Zitierter Text →
========

Weihnachtstipps 2018 – Nummer 17: Soft Machine „Hidden Details“

mit FOTO von Dylan Cem Akalin

Wir wollen Euch jeden Tag ein Adventstürchen öffnen, mit der Hoffnung, Euch die eine oder andere Eingebung zu geben, was ihr verschenken oder was ihr Euch selbst zum Geschenk machen könnt. Unter unseren Empfehlungen sind brandneue Veröffentlichungen, aber auch einige, die etwas zurückliegen, aber es wert sind, nochmal ins Gedächtnis geholt zu werden. Wir geben Tipps für Konzerte, Bücher, Platten – alles rund um Musik. Hinter unserem 17.  Adventstürchen steckt:

Soft Machine
Hidden Details
Erscheinungsdatum: 15. August 2018
Label: VIVID

Von Dylan Cem Akalin

Nach diesem fantastischen Konzertabend müssen wir Euch einfach dieses Album ans Herz legen. Nach einer Reihe von Veröffentlichungen für Moonjune Records unter dem Künstlernamen „Soft Machine Legacy“, beginnend mit „Live 2005 in Zaandam“ und zuletzt mit mit „Burden of Proof“ (2013), hat sich dieses Quartett, das hauptsächlich aus Mitgliedern der klassischen Canterbury-Gruppe Soft Machine besteht, endgültig entschieden den Zusatz „Vermächtnis“ wegzulassen und nur noch mit dem ursprünglichen Namen alleine aufzutreten und zu veröffentlichen.

Warum auch nicht? Für eine Gruppe, die Mitte der 60er Jahre begann und in den nächsten 15 Jahren elf ständig weiterentwickelte Alben veröffentlichte (vom postdadaistischen Rock über Free Jazz bis hin zu Fusion) mit ebenso wechselnden Besetzungen, bei denen mehr als zwanzig verschiedene Spieler teilnahmen, ist das doch durchaus legitim. Und Soft Machine  der „Hidden Details“ besteht ja aus drei Mitgliedern, die schon bei „Softs“ zusammengearbeitet haben.

Musik voll alternativer Perspektiven

Schlagzeuger John Marshall, der ab „Fifth“ (1972) zu Soft Machine wechselte, und Gitarrist John Etheridge, der Allan Holdsworth bei „Softs“ und „Alive & Well: Recorded in Paris“ (Harvest) von 1978 ersetzte, waren neben Bassist und Gründungsmitglied von „Soft Machine Legacy“ Hugh Hopper und Saxophonist / Pianist Elton Dean, also zwei Soft Machine-Mitglieder, zum Kern der Ursprungsband gehörten. Multiinstrumentalist Theo Travis  ist das einzige Mitglied  der neuen Soft Machine, der aufgrund seines Alters keine Vergangenheit mit Soft Machine hat. Als Hopper 2009 starb, war Roy Babbington  wohl der logische Ersatz als Bassist.

========

Ziel 1 → An welchem Tag erschien „Hidden Details“ laut dem Text zu Soft Machine?
Ziel 2 → Gib bitte aus dem Text zu Soft Machine die Stelle zwischen „Musik voll alternativer“ und „Ersatz als Bassist.“ einschließlich wortgenau aus.

(Einträge mit Punktannotationen)
========

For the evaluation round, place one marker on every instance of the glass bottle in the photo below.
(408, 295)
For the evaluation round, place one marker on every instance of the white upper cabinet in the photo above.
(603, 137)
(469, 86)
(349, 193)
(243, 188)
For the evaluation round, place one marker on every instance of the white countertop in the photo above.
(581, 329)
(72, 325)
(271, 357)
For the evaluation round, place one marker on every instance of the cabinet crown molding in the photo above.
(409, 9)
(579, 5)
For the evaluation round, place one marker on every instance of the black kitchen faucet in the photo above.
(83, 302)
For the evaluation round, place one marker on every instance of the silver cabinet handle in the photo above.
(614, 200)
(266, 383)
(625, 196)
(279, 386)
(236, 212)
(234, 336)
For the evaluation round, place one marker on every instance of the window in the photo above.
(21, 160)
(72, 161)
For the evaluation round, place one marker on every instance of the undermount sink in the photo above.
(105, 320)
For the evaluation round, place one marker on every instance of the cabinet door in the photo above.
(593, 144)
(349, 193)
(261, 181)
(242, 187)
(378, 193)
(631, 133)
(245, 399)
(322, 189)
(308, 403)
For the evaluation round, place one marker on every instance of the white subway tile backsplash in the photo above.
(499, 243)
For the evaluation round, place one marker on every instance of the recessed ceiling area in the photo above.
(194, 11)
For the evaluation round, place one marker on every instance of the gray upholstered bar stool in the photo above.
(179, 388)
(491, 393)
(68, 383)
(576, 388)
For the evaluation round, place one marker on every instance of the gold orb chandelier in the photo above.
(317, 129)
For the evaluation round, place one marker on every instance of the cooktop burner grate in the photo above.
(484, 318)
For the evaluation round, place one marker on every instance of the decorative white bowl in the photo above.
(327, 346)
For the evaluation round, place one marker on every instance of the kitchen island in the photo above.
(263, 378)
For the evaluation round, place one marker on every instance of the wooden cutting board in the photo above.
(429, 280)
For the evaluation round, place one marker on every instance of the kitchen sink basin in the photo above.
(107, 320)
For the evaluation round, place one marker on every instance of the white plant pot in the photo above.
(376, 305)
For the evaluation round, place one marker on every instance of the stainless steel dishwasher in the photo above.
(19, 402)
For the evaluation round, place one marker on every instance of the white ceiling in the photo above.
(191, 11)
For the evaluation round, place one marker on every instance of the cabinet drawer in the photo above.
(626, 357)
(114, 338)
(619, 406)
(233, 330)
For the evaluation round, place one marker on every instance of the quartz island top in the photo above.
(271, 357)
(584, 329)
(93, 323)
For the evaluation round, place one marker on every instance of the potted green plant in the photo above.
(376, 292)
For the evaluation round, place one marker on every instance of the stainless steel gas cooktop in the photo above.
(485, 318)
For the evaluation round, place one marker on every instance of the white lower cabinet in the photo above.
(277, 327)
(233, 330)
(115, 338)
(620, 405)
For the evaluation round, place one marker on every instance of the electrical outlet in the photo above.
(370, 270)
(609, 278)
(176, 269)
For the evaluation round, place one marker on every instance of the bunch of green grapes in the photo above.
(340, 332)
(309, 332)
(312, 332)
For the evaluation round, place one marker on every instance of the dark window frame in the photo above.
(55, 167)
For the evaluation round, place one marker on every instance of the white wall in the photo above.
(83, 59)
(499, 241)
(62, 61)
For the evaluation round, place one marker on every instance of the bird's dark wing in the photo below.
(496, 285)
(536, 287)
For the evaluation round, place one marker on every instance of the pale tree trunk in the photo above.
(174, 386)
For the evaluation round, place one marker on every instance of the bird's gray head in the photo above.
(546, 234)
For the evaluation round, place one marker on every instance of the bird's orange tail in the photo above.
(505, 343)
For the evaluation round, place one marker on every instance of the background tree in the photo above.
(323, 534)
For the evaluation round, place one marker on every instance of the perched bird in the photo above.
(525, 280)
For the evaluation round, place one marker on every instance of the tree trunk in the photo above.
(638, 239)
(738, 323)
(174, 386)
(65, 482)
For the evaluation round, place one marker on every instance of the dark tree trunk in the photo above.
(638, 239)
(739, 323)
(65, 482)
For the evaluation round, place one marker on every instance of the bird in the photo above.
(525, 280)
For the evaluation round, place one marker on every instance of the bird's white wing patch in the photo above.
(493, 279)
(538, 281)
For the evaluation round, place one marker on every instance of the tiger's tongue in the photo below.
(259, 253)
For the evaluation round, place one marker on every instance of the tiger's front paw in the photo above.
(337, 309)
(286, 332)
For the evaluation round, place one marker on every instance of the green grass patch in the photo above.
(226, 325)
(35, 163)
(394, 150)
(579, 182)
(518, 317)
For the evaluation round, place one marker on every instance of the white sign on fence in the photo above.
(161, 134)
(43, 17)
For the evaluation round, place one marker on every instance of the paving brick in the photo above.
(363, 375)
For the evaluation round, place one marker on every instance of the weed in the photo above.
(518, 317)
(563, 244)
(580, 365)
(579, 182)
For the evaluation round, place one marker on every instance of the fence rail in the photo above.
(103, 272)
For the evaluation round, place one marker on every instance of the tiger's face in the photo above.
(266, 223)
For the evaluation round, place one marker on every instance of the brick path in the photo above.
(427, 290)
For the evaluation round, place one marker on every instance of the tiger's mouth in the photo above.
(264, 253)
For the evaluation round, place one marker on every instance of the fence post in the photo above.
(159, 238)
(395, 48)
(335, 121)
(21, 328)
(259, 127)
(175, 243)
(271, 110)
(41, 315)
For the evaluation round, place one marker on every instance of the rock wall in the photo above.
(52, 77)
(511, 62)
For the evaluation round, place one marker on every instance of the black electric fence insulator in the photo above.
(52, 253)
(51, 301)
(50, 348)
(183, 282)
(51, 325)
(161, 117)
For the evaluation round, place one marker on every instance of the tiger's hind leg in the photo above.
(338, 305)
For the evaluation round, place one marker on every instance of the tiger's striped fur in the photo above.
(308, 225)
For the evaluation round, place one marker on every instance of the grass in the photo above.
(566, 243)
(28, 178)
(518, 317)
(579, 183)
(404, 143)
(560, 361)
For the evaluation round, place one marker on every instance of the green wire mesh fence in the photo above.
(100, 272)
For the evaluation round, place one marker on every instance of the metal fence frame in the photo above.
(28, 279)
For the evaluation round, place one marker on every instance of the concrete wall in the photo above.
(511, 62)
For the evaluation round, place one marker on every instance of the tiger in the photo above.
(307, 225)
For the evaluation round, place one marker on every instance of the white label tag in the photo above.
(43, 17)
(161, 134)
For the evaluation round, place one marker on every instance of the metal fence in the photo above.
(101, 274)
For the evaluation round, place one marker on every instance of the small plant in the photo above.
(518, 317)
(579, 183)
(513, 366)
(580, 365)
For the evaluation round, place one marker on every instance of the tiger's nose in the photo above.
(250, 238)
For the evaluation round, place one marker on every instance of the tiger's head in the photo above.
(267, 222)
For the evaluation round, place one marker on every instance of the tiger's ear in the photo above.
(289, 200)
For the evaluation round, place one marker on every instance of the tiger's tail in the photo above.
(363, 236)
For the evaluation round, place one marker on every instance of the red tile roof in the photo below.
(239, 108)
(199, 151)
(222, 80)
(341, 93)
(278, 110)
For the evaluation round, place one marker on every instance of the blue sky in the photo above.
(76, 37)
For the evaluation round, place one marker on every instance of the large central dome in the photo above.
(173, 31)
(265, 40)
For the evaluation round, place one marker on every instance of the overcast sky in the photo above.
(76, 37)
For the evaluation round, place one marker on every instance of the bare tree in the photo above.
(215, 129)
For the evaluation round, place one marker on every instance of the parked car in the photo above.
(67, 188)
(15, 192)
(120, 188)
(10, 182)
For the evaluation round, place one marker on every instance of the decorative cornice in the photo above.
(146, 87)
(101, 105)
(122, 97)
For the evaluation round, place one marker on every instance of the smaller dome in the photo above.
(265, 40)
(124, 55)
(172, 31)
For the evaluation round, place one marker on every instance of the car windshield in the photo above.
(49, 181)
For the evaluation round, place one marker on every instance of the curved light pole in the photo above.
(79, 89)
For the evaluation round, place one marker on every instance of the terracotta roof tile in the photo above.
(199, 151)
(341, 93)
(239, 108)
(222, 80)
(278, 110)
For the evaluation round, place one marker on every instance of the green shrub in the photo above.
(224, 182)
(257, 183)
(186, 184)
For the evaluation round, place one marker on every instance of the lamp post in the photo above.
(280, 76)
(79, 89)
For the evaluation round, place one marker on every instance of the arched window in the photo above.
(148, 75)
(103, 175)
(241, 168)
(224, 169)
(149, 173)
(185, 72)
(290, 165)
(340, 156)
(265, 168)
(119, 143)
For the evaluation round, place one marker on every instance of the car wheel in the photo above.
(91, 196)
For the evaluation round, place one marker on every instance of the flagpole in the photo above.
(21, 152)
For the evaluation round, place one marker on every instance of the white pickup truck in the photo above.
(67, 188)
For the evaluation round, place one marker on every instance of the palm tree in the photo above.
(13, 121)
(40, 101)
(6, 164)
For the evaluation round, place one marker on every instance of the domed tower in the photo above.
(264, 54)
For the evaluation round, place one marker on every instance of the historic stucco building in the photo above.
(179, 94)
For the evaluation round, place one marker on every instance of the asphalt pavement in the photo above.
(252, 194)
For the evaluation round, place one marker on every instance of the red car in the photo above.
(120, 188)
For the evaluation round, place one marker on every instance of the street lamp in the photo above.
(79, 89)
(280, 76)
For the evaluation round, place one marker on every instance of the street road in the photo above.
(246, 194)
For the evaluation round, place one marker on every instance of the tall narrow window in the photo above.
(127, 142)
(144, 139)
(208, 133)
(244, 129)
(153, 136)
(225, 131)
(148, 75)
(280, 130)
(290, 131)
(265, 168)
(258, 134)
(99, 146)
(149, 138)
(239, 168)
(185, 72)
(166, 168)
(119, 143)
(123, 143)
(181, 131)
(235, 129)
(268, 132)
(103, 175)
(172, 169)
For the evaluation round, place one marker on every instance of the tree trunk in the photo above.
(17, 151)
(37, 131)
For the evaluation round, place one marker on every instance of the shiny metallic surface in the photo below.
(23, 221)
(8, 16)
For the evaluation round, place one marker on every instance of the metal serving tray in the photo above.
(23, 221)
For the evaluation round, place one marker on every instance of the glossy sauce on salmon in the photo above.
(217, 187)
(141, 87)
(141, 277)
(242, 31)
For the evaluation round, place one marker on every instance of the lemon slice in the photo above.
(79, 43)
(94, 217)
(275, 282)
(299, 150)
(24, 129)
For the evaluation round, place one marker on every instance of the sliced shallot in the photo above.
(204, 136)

========

Vollständige Antwort 1 → Am 15. August 2018.

Vollständige Antwort 2 →
Musik voll alternativer Perspektiven

Schlagzeuger John Marshall, der ab „Fifth“ (1972) zu Soft Machine wechselte, und Gitarrist John Etheridge, der Allan Holdsworth bei „Softs“ und „Alive & Well: Recorded in Paris“ (Harvest) von 1978 ersetzte, waren neben Bassist und Gründungsmitglied von „Soft Machine Legacy“ Hugh Hopper und Saxophonist / Pianist Elton Dean, also zwei Soft Machine-Mitglieder, zum Kern der Ursprungsband gehörten. Multiinstrumentalist Theo Travis  ist das einzige Mitglied  der neuen Soft Machine, der aufgrund seines Alters keine Vergangenheit mit Soft Machine hat. Als Hopper 2009 starb, war Roy Babbington  wohl der logische Ersatz als Bassist.